[Start DATA TO USE]

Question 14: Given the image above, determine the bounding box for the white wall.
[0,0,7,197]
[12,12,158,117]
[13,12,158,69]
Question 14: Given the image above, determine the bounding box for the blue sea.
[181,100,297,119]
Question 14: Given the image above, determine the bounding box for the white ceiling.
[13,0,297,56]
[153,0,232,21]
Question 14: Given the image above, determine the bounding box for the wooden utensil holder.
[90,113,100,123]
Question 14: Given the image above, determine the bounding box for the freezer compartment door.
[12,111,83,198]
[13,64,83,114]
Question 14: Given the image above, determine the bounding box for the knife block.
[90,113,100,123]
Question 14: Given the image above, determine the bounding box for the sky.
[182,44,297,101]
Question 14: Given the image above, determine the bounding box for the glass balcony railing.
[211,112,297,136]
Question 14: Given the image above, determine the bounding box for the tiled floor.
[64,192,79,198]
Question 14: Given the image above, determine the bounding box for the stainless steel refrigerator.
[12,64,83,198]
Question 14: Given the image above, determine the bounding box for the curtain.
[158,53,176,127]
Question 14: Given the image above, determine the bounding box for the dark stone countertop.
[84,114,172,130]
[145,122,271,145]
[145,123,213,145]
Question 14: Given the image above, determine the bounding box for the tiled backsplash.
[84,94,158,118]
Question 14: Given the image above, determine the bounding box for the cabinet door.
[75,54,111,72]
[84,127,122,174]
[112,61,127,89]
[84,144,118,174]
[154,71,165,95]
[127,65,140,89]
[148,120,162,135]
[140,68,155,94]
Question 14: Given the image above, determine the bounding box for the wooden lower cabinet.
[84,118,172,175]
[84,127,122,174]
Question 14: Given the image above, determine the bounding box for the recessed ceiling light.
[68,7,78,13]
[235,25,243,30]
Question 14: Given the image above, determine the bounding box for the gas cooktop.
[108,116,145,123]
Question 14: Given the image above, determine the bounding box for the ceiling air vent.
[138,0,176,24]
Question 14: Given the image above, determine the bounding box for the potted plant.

[End DATA TO USE]

» **WORK TO COMPLETE**: Print every line of the listing above again, keeping each one word for word.

» **CORRECT RESULT**:
Question 14: Given the image above, determine the bounding box for the white wall.
[0,0,7,197]
[12,12,158,117]
[13,12,158,69]
Question 14: Given the image above, determine the bounding box for the blue sea.
[181,100,297,119]
Question 14: Given the image above, determine the bounding box for the white ceiling.
[13,0,297,56]
[153,0,232,21]
Question 14: Given the image above, determine the bounding box for the wooden utensil holder.
[90,113,100,123]
Question 14: Given the image above, determine the bounding box for the freezer compartment door.
[12,111,83,198]
[13,64,83,114]
Question 14: Given the image above, determine the bounding box for the knife block.
[90,113,100,123]
Question 14: Given the image above, determine the bounding box for the sky.
[182,44,297,101]
Question 14: Given the image above, determine the bounding box for the glass balcony railing.
[211,112,297,136]
Question 14: Given the image above, determine the bounding box for the tiled floor.
[64,192,79,198]
Question 14: Given the image above, determine the bounding box for the stainless steel refrigerator.
[12,64,83,198]
Question 14: Given the image above, determine the bounding box for the curtain.
[158,53,176,127]
Question 14: Given the image above, determine the bounding box for the dark stone countertop.
[84,114,172,130]
[145,122,271,145]
[145,123,213,145]
Question 14: Given the image above, determine the bounding box for the tiled backsplash.
[84,94,158,118]
Question 14: Given the image above, determine the bounding box for the cabinet door.
[75,54,111,72]
[84,127,122,174]
[112,61,127,89]
[84,144,118,174]
[154,71,165,95]
[127,65,140,89]
[148,120,162,135]
[140,68,155,94]
Question 14: Given the image above, determine the bounding box for the wooden lower cabinet.
[84,118,172,175]
[84,127,122,174]
Question 14: Given the image above, determine the bounding box for the recessed ceiling light.
[68,7,78,13]
[235,25,243,30]
Question 14: Given the image above, determine the bounding box for the gas cooktop.
[108,116,145,123]
Question 14: Given the image above, determine the bounding box for the ceiling air vent.
[138,0,176,24]
Question 14: Given the image above, determine the bounding box for the potted plant.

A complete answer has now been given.